BEGIN RECORDS FOR THIS EXERCISE
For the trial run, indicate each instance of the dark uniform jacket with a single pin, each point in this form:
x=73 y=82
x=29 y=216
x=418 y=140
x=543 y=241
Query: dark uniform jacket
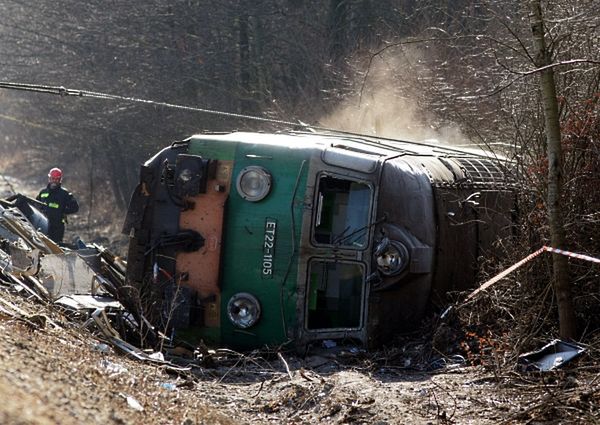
x=59 y=202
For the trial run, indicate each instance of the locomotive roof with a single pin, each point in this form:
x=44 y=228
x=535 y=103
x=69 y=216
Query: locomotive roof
x=370 y=145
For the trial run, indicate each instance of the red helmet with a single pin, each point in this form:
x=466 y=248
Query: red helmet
x=55 y=174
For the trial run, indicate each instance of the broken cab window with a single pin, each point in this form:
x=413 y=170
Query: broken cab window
x=342 y=212
x=335 y=295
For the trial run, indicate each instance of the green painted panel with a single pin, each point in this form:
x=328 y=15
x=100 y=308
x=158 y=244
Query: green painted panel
x=245 y=252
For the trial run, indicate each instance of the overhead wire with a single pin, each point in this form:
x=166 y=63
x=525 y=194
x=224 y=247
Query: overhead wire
x=63 y=91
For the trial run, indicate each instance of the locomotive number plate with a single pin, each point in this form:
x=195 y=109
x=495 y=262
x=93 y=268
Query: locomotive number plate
x=269 y=247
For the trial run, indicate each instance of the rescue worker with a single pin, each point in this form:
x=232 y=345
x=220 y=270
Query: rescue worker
x=59 y=202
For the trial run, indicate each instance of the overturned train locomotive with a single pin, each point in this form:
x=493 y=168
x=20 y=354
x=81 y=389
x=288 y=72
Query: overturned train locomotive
x=252 y=239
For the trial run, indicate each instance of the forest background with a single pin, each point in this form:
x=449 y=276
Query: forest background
x=463 y=72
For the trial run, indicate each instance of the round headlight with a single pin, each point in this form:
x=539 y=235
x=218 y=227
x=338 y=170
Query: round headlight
x=243 y=310
x=391 y=256
x=254 y=183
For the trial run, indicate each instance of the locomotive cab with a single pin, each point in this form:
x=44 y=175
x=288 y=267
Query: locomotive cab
x=251 y=239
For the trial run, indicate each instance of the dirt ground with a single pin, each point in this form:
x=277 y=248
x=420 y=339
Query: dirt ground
x=54 y=372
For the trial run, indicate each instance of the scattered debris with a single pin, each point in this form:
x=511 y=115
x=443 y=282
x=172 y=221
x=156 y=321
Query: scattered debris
x=552 y=356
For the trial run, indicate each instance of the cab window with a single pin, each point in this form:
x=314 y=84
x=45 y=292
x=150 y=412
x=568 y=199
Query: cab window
x=342 y=217
x=335 y=294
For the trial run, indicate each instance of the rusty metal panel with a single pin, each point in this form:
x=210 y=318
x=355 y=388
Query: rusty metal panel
x=206 y=217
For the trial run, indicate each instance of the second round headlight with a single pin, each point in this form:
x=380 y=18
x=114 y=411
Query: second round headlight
x=254 y=183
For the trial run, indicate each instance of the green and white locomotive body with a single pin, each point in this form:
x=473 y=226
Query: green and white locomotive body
x=253 y=239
END RECORDS FOR THIS EXERCISE
• _WHAT IS NEEDED_:
Transcribe every entry above exactly as it stands, but skip the images.

• _ANSWER TO THIS TASK_:
For the trial run, indicate each instance of the dark uniform jacket with a single pin, each point in this form:
x=73 y=82
x=29 y=216
x=418 y=140
x=543 y=241
Query: dark uniform jacket
x=59 y=202
For the trial run, indicate each instance of the locomotive roof with a single pin, each point in this form:
x=44 y=228
x=535 y=103
x=69 y=216
Query: locomotive roof
x=370 y=145
For the trial run, indicate each instance of the red helmet with a single pin, each point in this form:
x=466 y=248
Query: red helmet
x=55 y=174
For the trial run, indicate each instance of the broken cab window with a single pin, each point in this form:
x=413 y=170
Query: broken cab window
x=342 y=212
x=335 y=295
For the trial run, indicate each instance of the green painted panel with a single pin, each point in this form:
x=328 y=15
x=100 y=308
x=158 y=244
Query: green painted panel
x=245 y=252
For the trial run, indicate each instance of the overhead wire with a single pin, each point in this form:
x=166 y=63
x=525 y=194
x=224 y=247
Query: overhead wire
x=63 y=91
For the trial run, indicate each instance of the locomotive number plate with a single pin, each point in this form:
x=195 y=109
x=495 y=262
x=93 y=268
Query: locomotive number plate
x=269 y=247
For the trial run, indicate each instance of the rescue worker with a single pin, each point in this form:
x=232 y=345
x=220 y=270
Query: rescue worker
x=59 y=202
For the trial run, indicate each instance of the overturned train locomotive with a single pin, each point in this form:
x=493 y=168
x=20 y=354
x=81 y=389
x=288 y=72
Query: overturned train locomotive
x=252 y=239
For the trial run, indicate each instance of the forest background with a single pin, each point in this form:
x=449 y=276
Query: forest background
x=463 y=72
For the trial run, indicate each instance of the round headlight with a single pin, each point in this form:
x=539 y=235
x=218 y=227
x=338 y=170
Query: round headlight
x=243 y=310
x=391 y=256
x=254 y=183
For the trial run, indicate each instance of the locomotive cab with a single pin, each point in this form:
x=44 y=175
x=288 y=267
Query: locomotive cab
x=251 y=239
For the trial run, indicate each instance of the dirt ground with a single pin, each point in this form:
x=277 y=248
x=420 y=339
Query: dirt ground
x=54 y=372
For the trial run, indicate each instance of the scattered debris with a single pin, each point in this form:
x=511 y=115
x=443 y=282
x=172 y=221
x=156 y=321
Query: scattered debris
x=552 y=356
For the trial run, indicate each instance of the cab window with a single pin, each point in this form:
x=314 y=84
x=45 y=292
x=150 y=412
x=568 y=199
Query: cab window
x=342 y=217
x=335 y=294
For the trial run, indicate each instance of the rusty metal panel with a single pin, each point in this form:
x=210 y=318
x=355 y=388
Query: rusty metal panel
x=206 y=217
For the trial run, indicate each instance of the second round headlight with a single pin, each point in this form:
x=380 y=18
x=114 y=411
Query: second round headlight
x=254 y=183
For the trial run, indicate each instance of the green and white locomotive body with a single pin, each point in this form:
x=473 y=226
Query: green and white locomotive body
x=253 y=239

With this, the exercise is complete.